• **YOUR INSTRUCTIONS**: Only the lines from the line holding "Place one keypoint on each instance of the beige" through the final line of the entries below are to be returned, exactly as they stand.

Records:
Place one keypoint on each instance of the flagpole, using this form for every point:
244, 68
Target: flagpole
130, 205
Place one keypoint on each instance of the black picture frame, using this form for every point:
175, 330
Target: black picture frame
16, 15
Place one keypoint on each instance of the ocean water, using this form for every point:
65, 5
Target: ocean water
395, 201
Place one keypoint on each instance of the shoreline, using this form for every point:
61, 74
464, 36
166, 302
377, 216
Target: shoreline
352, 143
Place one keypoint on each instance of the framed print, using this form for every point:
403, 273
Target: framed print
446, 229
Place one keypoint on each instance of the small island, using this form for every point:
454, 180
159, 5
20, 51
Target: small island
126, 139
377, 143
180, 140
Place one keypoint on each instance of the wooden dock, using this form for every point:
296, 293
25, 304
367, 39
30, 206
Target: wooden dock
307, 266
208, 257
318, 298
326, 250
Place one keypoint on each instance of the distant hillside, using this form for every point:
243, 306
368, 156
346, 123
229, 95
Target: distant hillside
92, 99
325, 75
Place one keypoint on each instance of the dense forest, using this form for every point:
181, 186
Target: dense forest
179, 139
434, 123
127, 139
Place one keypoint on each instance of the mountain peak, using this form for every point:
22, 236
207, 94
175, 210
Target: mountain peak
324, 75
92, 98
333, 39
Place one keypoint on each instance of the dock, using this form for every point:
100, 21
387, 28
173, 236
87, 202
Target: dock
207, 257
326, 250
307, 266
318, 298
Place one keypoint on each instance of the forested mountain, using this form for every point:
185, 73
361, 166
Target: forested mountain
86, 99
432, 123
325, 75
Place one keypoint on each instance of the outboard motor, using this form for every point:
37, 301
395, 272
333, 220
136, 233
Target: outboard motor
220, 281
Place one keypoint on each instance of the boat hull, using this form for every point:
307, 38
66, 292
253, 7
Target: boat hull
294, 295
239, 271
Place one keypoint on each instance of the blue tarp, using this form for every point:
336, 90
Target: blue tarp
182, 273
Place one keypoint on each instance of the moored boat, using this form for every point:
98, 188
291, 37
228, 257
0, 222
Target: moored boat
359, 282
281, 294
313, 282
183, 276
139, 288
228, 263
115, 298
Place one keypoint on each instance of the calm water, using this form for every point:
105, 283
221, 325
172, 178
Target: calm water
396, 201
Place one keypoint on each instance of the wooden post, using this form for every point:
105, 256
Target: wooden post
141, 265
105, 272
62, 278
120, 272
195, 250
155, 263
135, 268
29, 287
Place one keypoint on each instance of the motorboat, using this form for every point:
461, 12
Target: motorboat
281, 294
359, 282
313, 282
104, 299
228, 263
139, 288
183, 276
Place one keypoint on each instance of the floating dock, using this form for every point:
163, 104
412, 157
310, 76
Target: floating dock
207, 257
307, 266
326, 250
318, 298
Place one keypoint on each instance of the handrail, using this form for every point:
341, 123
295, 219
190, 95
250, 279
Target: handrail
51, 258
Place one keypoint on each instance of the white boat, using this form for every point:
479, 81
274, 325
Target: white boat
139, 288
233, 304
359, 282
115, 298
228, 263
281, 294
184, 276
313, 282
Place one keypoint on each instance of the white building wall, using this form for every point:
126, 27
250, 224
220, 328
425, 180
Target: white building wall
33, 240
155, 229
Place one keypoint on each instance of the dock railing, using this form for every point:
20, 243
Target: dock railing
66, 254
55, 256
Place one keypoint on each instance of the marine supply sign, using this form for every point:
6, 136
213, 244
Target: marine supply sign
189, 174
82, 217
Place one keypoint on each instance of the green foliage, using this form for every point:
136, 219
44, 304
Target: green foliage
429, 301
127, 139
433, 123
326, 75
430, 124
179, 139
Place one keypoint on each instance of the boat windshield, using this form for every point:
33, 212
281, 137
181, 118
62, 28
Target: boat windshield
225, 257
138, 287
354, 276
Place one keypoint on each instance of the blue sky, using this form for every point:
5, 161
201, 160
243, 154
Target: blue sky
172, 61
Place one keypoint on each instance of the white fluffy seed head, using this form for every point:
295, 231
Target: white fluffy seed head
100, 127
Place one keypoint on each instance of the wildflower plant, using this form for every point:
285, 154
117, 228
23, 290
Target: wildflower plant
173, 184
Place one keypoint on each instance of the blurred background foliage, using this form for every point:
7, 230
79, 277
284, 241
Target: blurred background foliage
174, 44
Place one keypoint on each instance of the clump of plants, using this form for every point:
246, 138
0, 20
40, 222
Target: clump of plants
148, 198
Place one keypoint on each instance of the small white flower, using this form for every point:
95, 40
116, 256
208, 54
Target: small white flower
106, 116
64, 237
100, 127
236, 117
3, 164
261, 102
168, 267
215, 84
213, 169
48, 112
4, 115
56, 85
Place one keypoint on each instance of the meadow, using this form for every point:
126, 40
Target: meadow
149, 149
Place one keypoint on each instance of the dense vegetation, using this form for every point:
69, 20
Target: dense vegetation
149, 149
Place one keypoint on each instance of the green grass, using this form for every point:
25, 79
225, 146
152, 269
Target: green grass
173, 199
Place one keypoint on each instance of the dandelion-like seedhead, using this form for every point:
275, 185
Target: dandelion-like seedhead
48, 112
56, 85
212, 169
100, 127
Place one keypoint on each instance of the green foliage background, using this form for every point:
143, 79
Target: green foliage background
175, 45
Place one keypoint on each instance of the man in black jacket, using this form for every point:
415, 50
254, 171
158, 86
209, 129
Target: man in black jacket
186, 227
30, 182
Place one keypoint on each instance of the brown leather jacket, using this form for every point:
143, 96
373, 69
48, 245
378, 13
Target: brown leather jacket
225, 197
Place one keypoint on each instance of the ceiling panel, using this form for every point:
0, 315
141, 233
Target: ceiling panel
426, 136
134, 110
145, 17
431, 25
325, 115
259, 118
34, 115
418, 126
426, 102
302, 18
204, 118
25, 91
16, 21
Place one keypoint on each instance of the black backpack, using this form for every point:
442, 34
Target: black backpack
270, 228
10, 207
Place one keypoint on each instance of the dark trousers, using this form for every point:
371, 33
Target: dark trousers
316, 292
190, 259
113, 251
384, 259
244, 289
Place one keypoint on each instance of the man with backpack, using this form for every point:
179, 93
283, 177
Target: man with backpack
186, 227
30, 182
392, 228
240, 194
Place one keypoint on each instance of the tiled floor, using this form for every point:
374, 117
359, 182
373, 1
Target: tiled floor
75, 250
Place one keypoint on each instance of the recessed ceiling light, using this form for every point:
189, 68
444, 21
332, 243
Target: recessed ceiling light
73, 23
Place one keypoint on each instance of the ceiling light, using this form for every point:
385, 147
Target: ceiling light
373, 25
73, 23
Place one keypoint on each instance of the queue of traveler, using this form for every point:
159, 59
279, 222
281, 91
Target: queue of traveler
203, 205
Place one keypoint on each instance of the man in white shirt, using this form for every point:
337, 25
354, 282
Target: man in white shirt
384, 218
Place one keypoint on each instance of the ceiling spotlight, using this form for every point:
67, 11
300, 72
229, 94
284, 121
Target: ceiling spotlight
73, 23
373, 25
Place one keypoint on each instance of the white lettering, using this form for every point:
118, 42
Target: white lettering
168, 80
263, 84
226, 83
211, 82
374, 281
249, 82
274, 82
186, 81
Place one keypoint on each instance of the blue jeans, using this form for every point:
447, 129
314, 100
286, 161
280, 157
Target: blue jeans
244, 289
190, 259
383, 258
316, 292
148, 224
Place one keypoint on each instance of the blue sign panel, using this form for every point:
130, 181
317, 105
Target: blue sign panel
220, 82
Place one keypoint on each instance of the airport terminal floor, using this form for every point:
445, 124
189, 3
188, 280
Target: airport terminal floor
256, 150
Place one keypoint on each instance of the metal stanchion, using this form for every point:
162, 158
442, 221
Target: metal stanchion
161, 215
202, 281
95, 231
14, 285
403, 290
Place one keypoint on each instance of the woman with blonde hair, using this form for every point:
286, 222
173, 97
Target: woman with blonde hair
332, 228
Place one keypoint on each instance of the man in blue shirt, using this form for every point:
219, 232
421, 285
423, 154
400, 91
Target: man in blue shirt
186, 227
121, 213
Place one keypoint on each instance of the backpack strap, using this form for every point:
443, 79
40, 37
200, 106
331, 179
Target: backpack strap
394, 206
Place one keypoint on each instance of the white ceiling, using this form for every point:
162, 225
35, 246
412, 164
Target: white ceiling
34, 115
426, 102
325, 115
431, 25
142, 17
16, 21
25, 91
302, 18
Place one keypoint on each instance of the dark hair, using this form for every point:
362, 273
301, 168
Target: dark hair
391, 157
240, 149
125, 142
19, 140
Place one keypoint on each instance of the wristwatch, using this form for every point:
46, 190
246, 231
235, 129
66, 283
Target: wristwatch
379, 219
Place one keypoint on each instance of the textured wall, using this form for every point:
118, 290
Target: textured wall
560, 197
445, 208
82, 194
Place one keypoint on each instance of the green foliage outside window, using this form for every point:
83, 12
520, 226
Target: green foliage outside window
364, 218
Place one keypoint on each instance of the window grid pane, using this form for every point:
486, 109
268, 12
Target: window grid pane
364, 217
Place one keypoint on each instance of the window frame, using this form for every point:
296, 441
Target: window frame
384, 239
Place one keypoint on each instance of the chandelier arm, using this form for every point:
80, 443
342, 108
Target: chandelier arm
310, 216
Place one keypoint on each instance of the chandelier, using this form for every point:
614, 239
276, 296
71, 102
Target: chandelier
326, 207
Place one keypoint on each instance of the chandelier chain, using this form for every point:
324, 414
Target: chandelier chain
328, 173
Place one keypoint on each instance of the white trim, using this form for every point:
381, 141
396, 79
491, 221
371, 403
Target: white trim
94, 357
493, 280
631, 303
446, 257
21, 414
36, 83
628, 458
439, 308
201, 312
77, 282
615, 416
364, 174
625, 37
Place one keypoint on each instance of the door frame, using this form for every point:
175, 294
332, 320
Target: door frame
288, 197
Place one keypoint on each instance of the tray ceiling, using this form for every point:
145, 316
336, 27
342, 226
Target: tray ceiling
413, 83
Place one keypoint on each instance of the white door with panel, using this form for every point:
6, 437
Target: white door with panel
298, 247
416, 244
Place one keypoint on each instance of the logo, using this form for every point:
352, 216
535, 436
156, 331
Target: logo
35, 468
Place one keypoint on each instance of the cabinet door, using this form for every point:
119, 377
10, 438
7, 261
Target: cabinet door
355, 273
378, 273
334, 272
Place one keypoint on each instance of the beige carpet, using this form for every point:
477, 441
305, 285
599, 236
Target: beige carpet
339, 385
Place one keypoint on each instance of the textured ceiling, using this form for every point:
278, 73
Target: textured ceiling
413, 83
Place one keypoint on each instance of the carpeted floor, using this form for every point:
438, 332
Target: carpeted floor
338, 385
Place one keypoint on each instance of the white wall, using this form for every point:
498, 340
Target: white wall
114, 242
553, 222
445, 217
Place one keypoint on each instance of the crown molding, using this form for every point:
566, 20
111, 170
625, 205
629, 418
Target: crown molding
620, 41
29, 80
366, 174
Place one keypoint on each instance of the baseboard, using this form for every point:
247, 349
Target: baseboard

• **TASK RESULT**:
Place one keypoint on each instance of the beige carpet, using this form for every point:
477, 441
305, 285
599, 236
Target: beige carpet
339, 385
Place one keypoint on each instance of the textured ceiling, using this form for every point:
278, 73
Target: textured ceiling
413, 83
Place one keypoint on each instance of the carpeted floor, using this form for every point:
438, 332
Target: carpeted floor
338, 385
Place one keypoint on each instance of the white wall, using this form for every point:
498, 340
Target: white wall
114, 242
553, 222
445, 217
Place one keypoint on each instance of the crown molding, using this form for every point:
566, 20
111, 170
625, 205
629, 418
Target: crown molding
620, 41
29, 80
366, 174
Place one keypoint on each instance of the baseboard, using this form for every point:
247, 349
Target: baseboard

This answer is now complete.